— Start EXCERPT —
Figure 3: Safe Harbor
Growth Models
In contrast to status models that measure the percentage of students at or
above proficiency in a school 1 year at a time, growth models measure
change in achievement or proficiency over time. Some of these models show
changes in achievement for schools and student groups using students'
average scores. Other models provide more detailed information on how
individual students progress over time. Growth models can enable school
officials to monitor the year-to-year changes in performance of students
across many levels of achievement, including those who may be well below
or well above proficiency. They may also be used to predict test scores in
future years based on current and prior performance.
While definitions of growth models vary, for this report, GAO defines a
growth model as a model that measures changes in proficiency levels or
test scores of a student, group, grade, school, or district for 2 or more
years. Some definitions restrict the use of the term "growth models" to
refer only to those models that measure changes for the same students over
time.6 GAO included models in this report that track different groups of
students in order to provide a broad assessment of options that may be
available to states. Growth models can be designed to measure successive
groups of students (for example, students in the third grade class in 2006
with students in the third grade class in 2005) or track a cohort of
students over time (for example, students in the fourth grade in 2006 with
the same students in the third grade in 2005).7
School-level growth models track changes in the percentage of students
that reach proficiency or their achievement scores over time. For example,
the charts in figure 4 show how two hypothetical schools measure their
proficiency with a status model and with a measure of progress over time.
6 Council of Chief State School Officers, Policymakers' Guide to Growth
Models for School Accountability: How Do Accountability Models Differ?
— End EXCERPT —
_DIRECTIVE 1_.
Answer these questions from the excerpt on growth models:
(a) What do status models measure?
(b) Under GAO's definition, over how many years must a model measure changes to count as a growth model?
(c) In the example of tracking a cohort, which students are compared?
_DIRECTIVE 2_. List every unit that, according to GAO's definition in the excerpt on growth models, can have its proficiency levels or test scores measured by a growth model.
— Start RECORDS —
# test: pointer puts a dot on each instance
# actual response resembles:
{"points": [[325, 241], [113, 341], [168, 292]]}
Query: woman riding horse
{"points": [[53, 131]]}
— End RECORDS —
_EXERCISE OUTPUT 1_.
(a) The percentage of students at or above proficiency in a school, 1 year at a time.
(b) 2 or more years.
(c) Students in the fourth grade in 2006 and the same students in the third grade in 2005.

_EXERCISE OUTPUT 2_. Student, group, grade, school, district